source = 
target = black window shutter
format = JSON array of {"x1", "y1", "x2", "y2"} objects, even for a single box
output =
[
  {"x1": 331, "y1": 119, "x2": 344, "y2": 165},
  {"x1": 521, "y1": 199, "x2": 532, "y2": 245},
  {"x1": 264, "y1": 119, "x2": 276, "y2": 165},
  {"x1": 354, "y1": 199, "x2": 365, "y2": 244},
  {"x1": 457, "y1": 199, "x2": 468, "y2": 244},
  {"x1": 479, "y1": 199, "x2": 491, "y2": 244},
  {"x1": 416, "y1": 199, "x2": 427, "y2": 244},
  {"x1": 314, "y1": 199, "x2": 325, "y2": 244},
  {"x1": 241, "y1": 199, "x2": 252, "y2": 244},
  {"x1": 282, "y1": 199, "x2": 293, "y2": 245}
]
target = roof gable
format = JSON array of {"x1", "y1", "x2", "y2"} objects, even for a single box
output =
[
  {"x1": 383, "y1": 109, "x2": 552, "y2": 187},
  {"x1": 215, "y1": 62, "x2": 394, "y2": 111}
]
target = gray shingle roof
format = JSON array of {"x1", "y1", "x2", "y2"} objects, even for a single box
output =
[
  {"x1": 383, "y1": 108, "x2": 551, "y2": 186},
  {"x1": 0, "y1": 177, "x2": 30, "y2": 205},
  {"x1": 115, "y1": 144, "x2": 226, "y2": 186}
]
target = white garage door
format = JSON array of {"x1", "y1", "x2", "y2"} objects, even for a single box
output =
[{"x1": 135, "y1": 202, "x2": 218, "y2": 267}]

- - -

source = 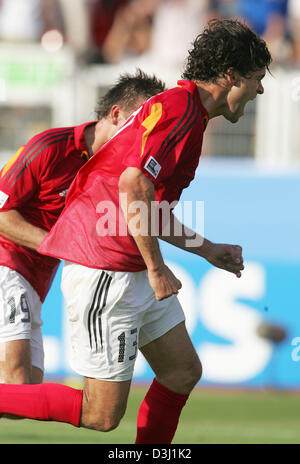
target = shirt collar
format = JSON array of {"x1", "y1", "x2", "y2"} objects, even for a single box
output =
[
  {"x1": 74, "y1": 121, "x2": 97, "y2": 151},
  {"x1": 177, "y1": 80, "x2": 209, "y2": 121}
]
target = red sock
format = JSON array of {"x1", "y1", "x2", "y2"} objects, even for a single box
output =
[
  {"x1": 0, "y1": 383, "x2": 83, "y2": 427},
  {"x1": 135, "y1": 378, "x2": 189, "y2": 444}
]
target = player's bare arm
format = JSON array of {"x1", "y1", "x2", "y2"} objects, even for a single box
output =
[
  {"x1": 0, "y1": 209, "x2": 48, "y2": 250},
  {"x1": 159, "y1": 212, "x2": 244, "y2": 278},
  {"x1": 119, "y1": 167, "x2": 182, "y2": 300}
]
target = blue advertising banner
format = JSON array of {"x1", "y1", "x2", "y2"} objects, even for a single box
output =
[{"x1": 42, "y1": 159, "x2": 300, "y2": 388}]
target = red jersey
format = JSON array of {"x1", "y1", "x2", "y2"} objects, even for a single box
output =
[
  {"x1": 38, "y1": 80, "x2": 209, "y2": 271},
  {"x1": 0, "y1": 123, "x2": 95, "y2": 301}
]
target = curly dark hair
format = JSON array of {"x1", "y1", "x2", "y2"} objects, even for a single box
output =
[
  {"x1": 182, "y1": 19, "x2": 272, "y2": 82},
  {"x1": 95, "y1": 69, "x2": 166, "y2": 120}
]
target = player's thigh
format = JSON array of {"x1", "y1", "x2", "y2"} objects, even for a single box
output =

- - -

TASK REQUIREMENTS: Only the lines of the data holding the string "player" are wanted; copy each of them.

WRITTEN ANSWER:
target = player's bare arm
target = player's thigh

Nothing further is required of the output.